Raw records:

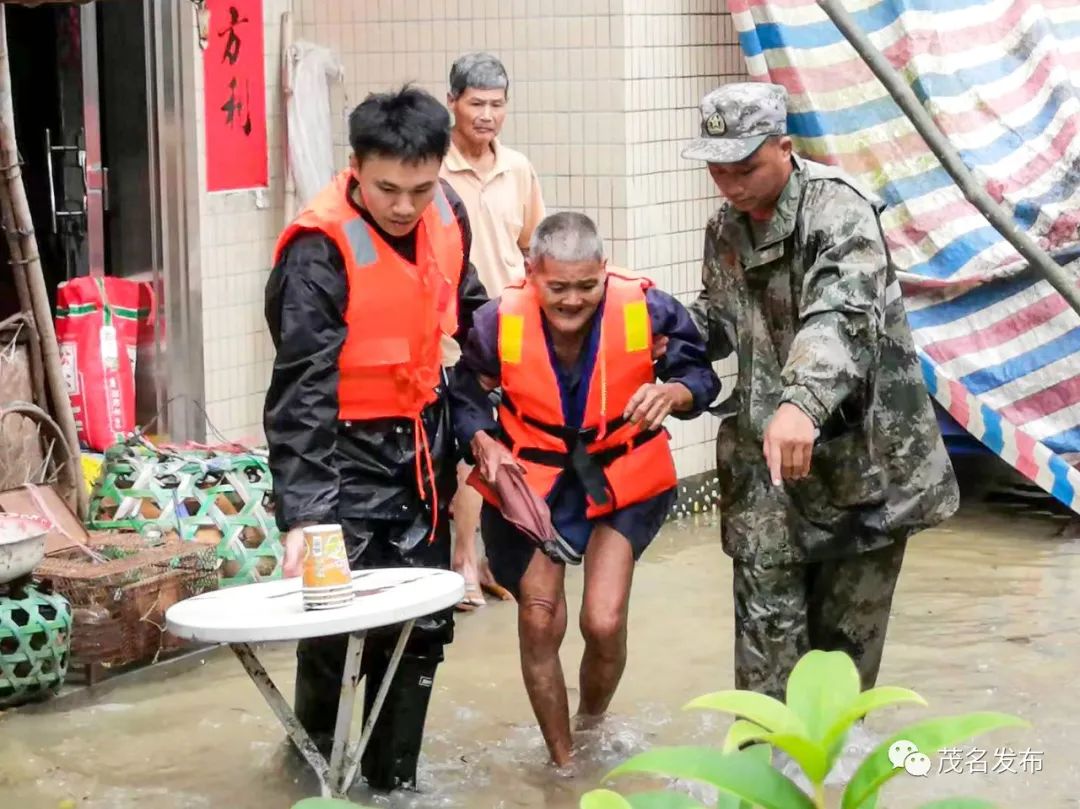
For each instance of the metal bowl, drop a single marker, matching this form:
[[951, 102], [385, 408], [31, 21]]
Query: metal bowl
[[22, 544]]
* * *
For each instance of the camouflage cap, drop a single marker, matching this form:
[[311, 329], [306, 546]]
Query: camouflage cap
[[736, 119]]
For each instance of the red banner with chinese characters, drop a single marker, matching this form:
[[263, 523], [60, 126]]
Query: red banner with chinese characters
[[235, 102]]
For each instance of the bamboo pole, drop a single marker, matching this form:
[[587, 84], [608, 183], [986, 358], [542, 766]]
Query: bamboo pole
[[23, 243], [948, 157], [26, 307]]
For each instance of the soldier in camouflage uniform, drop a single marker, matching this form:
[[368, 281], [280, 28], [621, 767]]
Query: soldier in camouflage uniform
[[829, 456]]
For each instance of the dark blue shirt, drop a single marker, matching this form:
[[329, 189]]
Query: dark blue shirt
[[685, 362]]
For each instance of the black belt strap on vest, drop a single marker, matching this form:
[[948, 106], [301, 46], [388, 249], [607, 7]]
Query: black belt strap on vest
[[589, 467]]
---
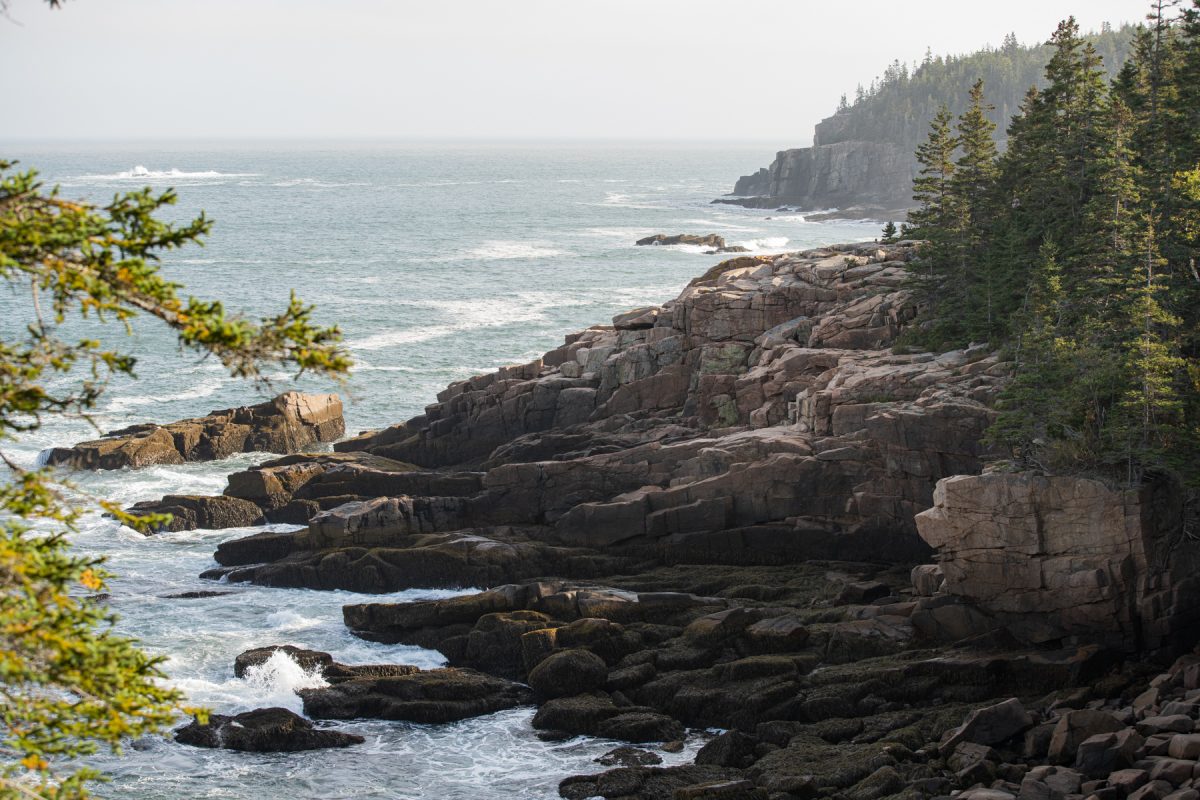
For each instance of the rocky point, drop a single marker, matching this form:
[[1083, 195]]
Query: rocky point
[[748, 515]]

Goal: Swap "drop" for "place" in the records from the line with "For each instance of the bamboo" to the line with "[[685, 362]]". Give only those lines, with nothing else changed.

Written solution:
For each instance of the bamboo pole, place a single marker, matching this form:
[[587, 84], [608, 183], [986, 358], [542, 766]]
Query: bamboo pole
[[23, 243], [948, 157], [26, 307]]
For each instance of the soldier in camouflage uniform, place a single marker, matching this form:
[[368, 281], [280, 28], [621, 767]]
Query: soldier in camouflage uniform
[[829, 456]]
For each instance of the dark blue shirt, place a single marker, matching this form:
[[329, 189]]
Query: dark blue shirt
[[685, 362]]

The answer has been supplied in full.